* Trecho da fonte
------------------------------------------------------------

Quando cansa e olha para si, acha que ficou louca. Pois seus olhos trabalham tanto no entorno, que quando olham para dentro, lá a cama ficou desarruma e há louça na pia. E aí, tem bagunça ali. Vive um curto circuito aqui, outro lá, pois é humana e às vezes esquece disso, na busca de harmonizar o caos que se encontra a cena toda. Essa, que tem todas as suas variáveis afetadas… Sabem o que quero dizer.

Semana passada recebi um bilhete colorido da minha Joana, em meio a minha exaustão, e queria dividir com todas as minhas “iguais”.

Era uma semana difícil, perdi um primo, sentia pelos meus tios, primos e pais. Senti como mãe e como filha. Senti por Manaus e seu caos, por problemas domésticos que surgiram na casa de uma amiga do coração, e do marido dela, que está na linha de frente, no combate do “corona vírus”. Por problemas nossos, da nossa retaguarda, que agora também nos faltaram. Por uma nota baixa que o meu filho tirou na prova online, enquanto eu falava com um cliente no meu escritório “Home Office”, e não pude atendê-lo. Pela crise de ansiedade da minha menina, que lida com a ausência da rotina, da escola, da vida lá fora, do oxigênio de uma criança, dos seus relacionamentos e do seu aniversário confinada, o que não está no meu controle, e só posso acolher.

Sentia por não ter conseguido levá-los para tomar a vacina da gripe ainda, pelo excesso de atividades de trabalho que tenho acontecendo no meio da minha sala, e por estar de roupas de ginástica há mais de quarenta dias, dando conta do que posso. Sentia pela explosão do dólar e o estado das empresas que atendo, e que dependem dele para as suas operações acontecerem, e seus empregos também.

Foi tanta coisa que, de repente, a mãe dessa casa aqui chorou debruçada na pedra fria do balcão da cozinha.

Sinto muito. Muito mesmo. E isso eu não posso mudar, pois é meu.

Entendendo assim, minha filha escreveu a tal cartinha, essa para nós todas, mães. Me lembrando da minha humanidade, que é nossa. Orgulhosa do meu choro, da minha exaustão merecida, que são nossos. Tão ao contrário do que se poderia imaginar quanto à expectativa de um filho sobre o seu esteio.

Ela só queria me libertar, e dizer que estava tudo bem eu chorar, pois é muita coisa mesmo. E como se não bastasse, olhou para a minha adega, cheia dos meus vinhos favoritos e disse: “Vai ser feliz, mãe, relaxa agora”, se referindo ao meu cálice costumeiro, que tomo antes do jantar, e que agora é diário, ao invés de três vezes na semana. Quem está em quarentena, sabe o que quero dizer.

------------------------------------------------------------

* Listagem de dados
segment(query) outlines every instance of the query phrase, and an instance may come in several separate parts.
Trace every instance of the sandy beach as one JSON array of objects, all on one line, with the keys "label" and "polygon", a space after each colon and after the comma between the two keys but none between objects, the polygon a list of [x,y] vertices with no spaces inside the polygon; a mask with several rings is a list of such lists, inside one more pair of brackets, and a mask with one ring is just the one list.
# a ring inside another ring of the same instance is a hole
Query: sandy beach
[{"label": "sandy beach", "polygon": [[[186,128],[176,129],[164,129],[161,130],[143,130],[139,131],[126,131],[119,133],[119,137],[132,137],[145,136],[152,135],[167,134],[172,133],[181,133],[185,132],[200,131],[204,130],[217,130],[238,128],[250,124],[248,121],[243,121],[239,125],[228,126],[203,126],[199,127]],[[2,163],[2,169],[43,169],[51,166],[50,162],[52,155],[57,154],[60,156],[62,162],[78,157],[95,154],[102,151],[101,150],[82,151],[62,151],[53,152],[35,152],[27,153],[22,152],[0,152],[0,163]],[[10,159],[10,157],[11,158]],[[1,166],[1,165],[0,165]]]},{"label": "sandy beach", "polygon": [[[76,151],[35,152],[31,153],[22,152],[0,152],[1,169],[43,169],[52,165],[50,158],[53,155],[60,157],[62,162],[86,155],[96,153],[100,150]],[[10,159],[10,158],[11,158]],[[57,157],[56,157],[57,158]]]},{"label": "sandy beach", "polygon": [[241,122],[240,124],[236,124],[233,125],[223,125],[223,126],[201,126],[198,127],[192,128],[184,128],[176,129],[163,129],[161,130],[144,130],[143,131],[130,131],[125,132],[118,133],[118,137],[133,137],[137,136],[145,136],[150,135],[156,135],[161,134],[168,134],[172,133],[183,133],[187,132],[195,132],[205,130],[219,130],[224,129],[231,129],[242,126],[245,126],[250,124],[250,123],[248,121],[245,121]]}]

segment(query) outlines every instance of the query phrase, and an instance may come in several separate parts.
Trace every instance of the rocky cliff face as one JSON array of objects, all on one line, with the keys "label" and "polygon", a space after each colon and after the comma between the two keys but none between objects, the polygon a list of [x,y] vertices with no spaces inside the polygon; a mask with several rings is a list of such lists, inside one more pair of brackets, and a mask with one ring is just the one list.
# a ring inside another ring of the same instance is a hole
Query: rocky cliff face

------------------------------------------------------------

* Tarefa curta 1
No texto sobre a exaustão de uma mãe durante a quarentena, há quanto tempo ela estava de roupas de ginástica?
* Tarefa curta 2
Prossiga o texto sobre a exaustão de uma mãe durante a quarentena, começando logo após a última frase apresentada.

* Resposta final 1
Há mais de quarenta dias.

* Resposta final 2
E ali, quem transformou uma mãe em entidade, ela e suas falhas, foi a filha. Não eu, mãe, e o meu desabafo nesse texto em reconhecimento às mães como nós. São eles que me lembram do meu valor todos os dias. Da minha importância e das escolhas que faço por eles. Até quando eu choro de cansaço por não ter lido um livro nessa quarentena, não ter “maratonado” nenhuma série do Netflix, nem ter assistido aos tantos filmes que amigos me indicaram. Ou ter feito algum curso à distância, ou pelo menos assistido a alguma live do Instagram que contribuísse aos meus conhecimentos ou ao meu bel prazer…

Mas por estar sentindo tanta coisa junta, e operando tantas outras, é que não deu. Foi o porquê de eu ter chorado na semana passada, e em outros dias que ela não viu. E talvez o que me faça uma entidade perfeita e potente para eles, mesmo cheia de falhas, choros e de momentos vulneráveis.

Foi ela quem disse. E a minha mãe. Tenho uma baita mãe, e essa semana, dividindo esse tanto com ela, ela disse que me entende. Que sabe o que quero dizer. Pois ela sabe, ela é mãe.

Então você que é mãe também sabe. Que não estamos exatamente loucas. Estamos cansadas, como cansam os seres humanos que fazem o que tem que fazer, mas com amor e sob um isolamento não planejado, o que torna a cena cheia de pegadinhas, que flertam com a loucura. Sentindo o lance todo, pois “sentir muito” é coisa de mãe. Evoluindo nessa jornada, porque quando se cria outros seres humanos, eles criam alguém novo na gente também.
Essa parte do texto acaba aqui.